▶ [Task to carry out] Please restate each entry exactly, without skipping any.

▶ [Material provided]
########################################

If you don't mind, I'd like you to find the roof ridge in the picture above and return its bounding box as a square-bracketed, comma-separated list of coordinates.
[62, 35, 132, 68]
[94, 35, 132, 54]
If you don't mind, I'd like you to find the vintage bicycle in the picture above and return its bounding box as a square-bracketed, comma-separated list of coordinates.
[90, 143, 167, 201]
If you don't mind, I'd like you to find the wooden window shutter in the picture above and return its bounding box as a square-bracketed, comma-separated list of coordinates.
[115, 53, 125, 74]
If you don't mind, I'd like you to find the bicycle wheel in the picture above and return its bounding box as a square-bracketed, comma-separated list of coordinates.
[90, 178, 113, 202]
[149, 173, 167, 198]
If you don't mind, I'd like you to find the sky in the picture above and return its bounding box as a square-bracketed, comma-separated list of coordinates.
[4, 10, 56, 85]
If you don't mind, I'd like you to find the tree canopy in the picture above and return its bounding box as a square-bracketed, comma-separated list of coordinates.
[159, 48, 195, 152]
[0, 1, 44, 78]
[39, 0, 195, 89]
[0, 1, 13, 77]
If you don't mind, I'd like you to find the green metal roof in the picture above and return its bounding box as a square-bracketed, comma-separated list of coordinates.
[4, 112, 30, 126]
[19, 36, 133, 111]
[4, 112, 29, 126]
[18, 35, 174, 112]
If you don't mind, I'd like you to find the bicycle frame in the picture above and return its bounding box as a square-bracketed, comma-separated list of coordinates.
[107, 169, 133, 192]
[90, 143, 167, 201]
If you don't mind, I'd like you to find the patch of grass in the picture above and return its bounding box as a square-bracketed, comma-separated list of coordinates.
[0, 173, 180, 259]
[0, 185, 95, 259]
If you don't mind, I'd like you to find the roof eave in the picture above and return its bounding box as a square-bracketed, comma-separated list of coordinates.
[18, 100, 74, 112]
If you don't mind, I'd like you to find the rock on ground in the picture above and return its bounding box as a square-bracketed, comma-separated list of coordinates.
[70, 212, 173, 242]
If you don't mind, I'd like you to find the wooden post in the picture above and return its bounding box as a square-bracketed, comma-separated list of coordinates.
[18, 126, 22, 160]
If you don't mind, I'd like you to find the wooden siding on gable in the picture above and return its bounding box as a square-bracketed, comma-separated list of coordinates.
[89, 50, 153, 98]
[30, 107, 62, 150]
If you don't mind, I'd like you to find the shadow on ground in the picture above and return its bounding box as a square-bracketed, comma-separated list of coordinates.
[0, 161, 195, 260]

########################################

▶ [Result of this task]
If you don't mind, I'd like you to find the roof ridge in the picture above and return its bounding box as a square-bracketed, comma-separated list of coordinates.
[62, 35, 132, 68]
[94, 35, 132, 54]
If you don't mind, I'd like you to find the vintage bicycle in the picture above and return its bounding box as a square-bracketed, comma-separated list of coordinates.
[90, 143, 167, 201]
If you don't mind, I'd like you to find the wooden window shutter in the picture above and return its bounding box as a square-bracketed, comma-separated list of coordinates.
[115, 53, 125, 74]
If you don't mind, I'd like you to find the bicycle wheel in the picture above and return its bounding box as a square-bracketed, comma-separated list of coordinates.
[90, 178, 113, 202]
[149, 173, 167, 198]
If you don't mind, I'd like you to find the sky in the picture above and return its bounding box as a square-bracketed, comma-separated list of coordinates.
[4, 10, 56, 85]
If you don't mind, I'd like you to find the tree canopy in the picture above and return its bounding box as a square-bracketed, comma-separated list of coordinates.
[159, 48, 195, 152]
[0, 1, 44, 78]
[39, 0, 195, 89]
[0, 1, 13, 77]
If you don't mind, I'd like you to find the green metal roof in the picture above and return its bounding box as a square-bracketed, comma-separated list of coordinates.
[4, 112, 30, 126]
[19, 36, 133, 111]
[4, 112, 29, 126]
[18, 35, 174, 112]
If you don't mind, I'd like you to find the bicycle frame in the picture above and return its bounding box as a square-bracketed, comma-separated list of coordinates.
[107, 169, 133, 192]
[90, 143, 167, 201]
If you don't mind, I'd like you to find the patch of grass in the picture above and return its bounding box as a square-bracketed, comma-separated list of coordinates.
[0, 173, 180, 259]
[0, 185, 95, 259]
If you don't mind, I'd like you to find the roof eave in the picture above and return its bounding box as a square-bracketed, comma-separated list of coordinates.
[18, 100, 74, 112]
If you don't mind, I'd like you to find the rock on ground in the picture above and return its bounding box as a square-bracketed, comma-separated list of coordinates.
[70, 212, 173, 242]
If you don't mind, I'd like you to find the wooden post in the picture above and return its bounding box as a square-bracketed, comma-separated list of coordinates.
[18, 126, 22, 160]
If you don't mind, I'd like you to find the wooden siding on gable in the picture above and return its bounding box as a square-bracketed, comma-separated list of coordinates.
[89, 50, 153, 98]
[30, 107, 62, 150]
If you don't mind, I'd like you to find the shadow on ground in the picture above and return its bounding box as a square-bracketed, comma-separated list of coordinates.
[0, 161, 195, 260]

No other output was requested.